**Text segment**
------------------------------------------------

The algorithm starts from grouped data into a single node (root node) and executes a comprehensive recursion of all possible subdivisions at every step. At each step, the best subdivision (the one that produces as many homogeneous branches as possible) is chosen.

In regression trees, you try to partition the data space into small enough parts where you can apply a simple yet different model on each part. The non-leaf part of the tree is just the procedure to determine for each data x the model you will use to predict it.

A regression tree is formed by a series of nodes that split the root branch into two child branches. Such subdivision continues to cascade. Each new branch can, then, go to another node or remain a leaf with the predicted value.

Starting from the whole dataset (root), the algorithm creates the tree through the following procedure:

1. Identify the best functionality to divide the X1 dataset and the best s1 division value. The left-hand branch will be the set of observations where X1 is below s1, while the right-hand branch comprises the set of observations in which X1 is greater than or equal to s1.
2. This operation is then recursively executed again (independently) for every branch until there is no possibility of division.
3. When the divisions are completed, a leaf is created, which indicates the output values.

Suppose you have a variable response to only two continuous predictors (X1 and X2) and four division values (s1s2s3s4). The following figure proposes a way to represent the whole dataset graphically: The goal of a regression tree is to encapsulate the whole dataset in the smallest possible tree. To minimize the tree size, the simplest possible explanation for a set of observations is preferred over other explanations. All this is justified by the fact that small trees are much easier to comprehend than large trees.

------------------------------------------------

**Task instructions**
A: In the regression tree text, which observations make up the left-hand branch when the data is split on X1 at value s1?
B: Pick up the regression tree text after its final sentence and keep writing in the same style.

------------------------------------------------

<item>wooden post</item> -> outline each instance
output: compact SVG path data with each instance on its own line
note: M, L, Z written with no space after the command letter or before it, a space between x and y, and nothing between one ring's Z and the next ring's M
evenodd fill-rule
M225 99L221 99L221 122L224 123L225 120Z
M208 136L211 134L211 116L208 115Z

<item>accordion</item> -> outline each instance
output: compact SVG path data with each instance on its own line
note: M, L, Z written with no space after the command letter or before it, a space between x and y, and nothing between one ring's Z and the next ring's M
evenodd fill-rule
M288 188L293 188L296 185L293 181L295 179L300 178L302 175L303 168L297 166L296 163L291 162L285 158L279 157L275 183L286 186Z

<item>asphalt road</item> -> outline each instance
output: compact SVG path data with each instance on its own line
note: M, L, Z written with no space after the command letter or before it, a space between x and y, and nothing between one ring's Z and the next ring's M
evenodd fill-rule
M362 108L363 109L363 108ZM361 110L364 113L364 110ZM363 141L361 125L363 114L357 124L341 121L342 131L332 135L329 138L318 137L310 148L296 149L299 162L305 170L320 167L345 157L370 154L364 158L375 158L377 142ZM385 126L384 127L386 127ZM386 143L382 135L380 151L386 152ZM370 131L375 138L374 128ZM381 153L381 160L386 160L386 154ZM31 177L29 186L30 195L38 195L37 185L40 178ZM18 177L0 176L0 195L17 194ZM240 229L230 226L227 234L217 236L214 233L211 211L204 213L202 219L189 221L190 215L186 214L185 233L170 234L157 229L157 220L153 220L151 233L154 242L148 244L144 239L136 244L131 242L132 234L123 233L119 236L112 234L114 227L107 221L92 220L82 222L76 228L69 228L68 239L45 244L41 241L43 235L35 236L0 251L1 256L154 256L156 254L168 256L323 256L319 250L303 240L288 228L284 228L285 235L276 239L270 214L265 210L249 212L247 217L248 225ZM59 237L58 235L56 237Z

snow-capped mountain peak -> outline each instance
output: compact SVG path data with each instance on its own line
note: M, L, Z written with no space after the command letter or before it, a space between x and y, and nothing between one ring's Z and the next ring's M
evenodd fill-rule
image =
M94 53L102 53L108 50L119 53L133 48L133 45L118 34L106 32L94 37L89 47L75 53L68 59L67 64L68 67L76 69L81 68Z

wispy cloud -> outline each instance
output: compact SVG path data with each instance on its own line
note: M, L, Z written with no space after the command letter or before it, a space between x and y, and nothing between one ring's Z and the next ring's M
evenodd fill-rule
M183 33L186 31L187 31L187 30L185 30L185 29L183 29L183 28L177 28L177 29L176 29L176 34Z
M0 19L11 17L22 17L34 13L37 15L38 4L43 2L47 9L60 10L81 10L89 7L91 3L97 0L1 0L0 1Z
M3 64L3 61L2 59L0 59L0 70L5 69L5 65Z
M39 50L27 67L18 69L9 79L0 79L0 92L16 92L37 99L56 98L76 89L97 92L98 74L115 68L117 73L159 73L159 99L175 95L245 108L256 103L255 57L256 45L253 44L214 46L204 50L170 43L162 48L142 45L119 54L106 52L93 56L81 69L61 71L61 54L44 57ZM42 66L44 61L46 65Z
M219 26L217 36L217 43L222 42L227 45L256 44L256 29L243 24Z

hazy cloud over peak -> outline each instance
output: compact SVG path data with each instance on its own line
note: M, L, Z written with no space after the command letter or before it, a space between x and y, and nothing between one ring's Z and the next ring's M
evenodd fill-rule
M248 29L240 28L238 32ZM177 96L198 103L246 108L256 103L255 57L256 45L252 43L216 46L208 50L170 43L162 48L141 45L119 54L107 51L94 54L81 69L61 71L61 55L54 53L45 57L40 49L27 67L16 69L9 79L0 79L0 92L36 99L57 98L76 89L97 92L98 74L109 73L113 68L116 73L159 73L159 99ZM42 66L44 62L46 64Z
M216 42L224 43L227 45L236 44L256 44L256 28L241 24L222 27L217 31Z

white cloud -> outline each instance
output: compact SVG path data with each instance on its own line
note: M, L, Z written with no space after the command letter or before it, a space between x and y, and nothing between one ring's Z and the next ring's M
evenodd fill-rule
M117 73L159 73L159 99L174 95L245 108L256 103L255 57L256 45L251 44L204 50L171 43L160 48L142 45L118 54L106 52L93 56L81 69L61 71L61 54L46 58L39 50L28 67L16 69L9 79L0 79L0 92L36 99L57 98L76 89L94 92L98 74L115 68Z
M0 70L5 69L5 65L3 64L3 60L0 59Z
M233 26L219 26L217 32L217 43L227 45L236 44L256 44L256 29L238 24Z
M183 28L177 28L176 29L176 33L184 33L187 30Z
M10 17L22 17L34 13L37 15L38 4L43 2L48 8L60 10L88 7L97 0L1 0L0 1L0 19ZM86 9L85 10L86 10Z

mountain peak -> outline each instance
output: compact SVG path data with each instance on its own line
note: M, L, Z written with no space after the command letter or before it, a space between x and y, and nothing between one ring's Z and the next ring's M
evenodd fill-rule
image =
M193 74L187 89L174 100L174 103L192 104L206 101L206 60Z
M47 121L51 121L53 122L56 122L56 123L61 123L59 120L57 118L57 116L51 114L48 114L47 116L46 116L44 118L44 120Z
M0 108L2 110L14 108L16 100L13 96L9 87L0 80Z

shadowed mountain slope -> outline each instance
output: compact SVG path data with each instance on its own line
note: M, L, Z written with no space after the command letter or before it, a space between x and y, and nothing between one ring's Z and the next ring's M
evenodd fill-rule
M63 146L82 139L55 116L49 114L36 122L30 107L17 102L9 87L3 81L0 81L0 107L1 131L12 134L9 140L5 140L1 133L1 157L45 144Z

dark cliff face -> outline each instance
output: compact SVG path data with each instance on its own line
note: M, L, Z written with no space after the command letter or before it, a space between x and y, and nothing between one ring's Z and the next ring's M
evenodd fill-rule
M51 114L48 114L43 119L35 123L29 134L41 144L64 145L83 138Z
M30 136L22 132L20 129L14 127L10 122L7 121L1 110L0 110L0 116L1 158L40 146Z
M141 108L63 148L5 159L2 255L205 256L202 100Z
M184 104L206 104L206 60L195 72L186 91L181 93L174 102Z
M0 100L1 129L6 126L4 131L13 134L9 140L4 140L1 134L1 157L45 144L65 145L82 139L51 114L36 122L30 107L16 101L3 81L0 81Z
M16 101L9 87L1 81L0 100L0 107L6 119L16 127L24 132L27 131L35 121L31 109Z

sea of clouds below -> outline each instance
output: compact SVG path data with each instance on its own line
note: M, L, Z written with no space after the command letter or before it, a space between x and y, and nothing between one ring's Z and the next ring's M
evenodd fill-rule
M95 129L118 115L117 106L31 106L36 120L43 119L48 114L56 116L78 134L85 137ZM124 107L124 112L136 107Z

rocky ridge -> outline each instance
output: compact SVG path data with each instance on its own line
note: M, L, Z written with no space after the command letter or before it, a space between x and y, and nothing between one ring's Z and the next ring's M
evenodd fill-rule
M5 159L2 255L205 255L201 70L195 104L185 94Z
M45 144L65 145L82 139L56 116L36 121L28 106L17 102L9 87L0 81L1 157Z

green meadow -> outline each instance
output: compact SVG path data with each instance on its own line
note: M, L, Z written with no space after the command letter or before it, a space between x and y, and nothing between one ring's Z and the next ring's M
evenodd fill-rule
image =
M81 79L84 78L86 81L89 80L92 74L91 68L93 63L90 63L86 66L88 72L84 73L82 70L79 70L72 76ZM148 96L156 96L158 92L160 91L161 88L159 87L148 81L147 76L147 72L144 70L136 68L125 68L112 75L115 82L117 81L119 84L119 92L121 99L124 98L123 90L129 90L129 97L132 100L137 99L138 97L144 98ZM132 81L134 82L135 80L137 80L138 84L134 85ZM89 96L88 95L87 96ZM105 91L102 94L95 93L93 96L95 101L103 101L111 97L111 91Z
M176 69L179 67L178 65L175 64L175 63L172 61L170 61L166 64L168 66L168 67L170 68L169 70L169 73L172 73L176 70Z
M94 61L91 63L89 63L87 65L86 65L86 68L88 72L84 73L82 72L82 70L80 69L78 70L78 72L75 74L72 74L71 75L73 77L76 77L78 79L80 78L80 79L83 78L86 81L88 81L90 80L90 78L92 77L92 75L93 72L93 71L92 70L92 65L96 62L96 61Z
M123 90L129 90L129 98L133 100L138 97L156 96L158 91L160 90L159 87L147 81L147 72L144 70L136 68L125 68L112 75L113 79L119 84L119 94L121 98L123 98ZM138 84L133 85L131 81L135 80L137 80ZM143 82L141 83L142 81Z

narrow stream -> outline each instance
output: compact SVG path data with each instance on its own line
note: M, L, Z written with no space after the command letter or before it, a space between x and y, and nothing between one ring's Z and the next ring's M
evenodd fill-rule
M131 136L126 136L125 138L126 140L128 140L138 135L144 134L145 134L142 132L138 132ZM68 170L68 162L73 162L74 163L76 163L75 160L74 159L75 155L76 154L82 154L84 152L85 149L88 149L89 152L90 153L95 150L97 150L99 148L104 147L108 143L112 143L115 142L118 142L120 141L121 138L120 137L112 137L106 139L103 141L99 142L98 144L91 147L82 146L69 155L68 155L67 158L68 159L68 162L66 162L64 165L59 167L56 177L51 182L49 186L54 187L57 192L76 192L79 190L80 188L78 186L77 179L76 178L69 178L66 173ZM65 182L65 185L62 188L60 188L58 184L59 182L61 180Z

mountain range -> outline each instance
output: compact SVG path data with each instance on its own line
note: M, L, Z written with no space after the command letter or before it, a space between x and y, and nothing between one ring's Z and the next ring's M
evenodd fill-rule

------------------------------------------------

**Responses**
A: The observations where X1 is below s1.

B:
You saw how the regression tree algorithm works. These steps can be summarized in the following processes:

• Splitting: The dataset is partitioned into subsets. The split operation is based on a set of rules, for example, sums of squares from the whole dataset. The leaf node contains a small subset of the observations. Splitting continues until a leaf node is constructed.
• Pruning: In this process, the tree branches are shortened. The tree is reduced by transforming a few nodes of branches into leaf nodes and removing leaf nodes under the original branch. Care must be taken as the lower branches can be strongly influenced by abnormal values. Pruning allows you to find the next largest tree and minimize the problem. A simpler tree often avoids overfitting.
• Tree selection: Finally, the smallest tree that matches the data is selected. This process is executed by choosing the tree that produces the lowest cross-validated error.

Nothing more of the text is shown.